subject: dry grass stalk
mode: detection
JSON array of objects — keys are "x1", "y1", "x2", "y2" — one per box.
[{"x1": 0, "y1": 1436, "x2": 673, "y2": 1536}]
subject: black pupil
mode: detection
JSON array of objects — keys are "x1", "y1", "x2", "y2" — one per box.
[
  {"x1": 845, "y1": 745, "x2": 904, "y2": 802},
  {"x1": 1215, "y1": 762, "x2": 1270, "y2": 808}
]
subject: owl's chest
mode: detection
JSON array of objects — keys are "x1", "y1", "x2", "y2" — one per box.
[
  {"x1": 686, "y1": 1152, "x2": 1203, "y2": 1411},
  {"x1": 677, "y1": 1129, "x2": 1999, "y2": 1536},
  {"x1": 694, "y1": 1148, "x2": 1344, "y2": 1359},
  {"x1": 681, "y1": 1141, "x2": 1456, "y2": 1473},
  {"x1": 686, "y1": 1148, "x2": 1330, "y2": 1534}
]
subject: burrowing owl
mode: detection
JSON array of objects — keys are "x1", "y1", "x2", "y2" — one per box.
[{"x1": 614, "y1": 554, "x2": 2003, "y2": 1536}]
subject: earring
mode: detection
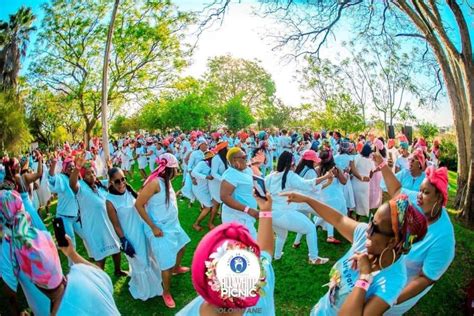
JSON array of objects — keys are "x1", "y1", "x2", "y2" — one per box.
[
  {"x1": 378, "y1": 247, "x2": 396, "y2": 269},
  {"x1": 430, "y1": 201, "x2": 440, "y2": 218}
]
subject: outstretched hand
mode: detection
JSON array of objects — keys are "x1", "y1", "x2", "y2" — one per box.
[{"x1": 279, "y1": 191, "x2": 309, "y2": 204}]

EXERCISE OBJECTIVE – Filter the data for the string "subject". Copy each matching line.

SOLVED PROBLEM –
subject: dry grass stalk
subject: black pupil
subject: owl's chest
subject: burrowing owl
subject: earring
subject: outstretched hand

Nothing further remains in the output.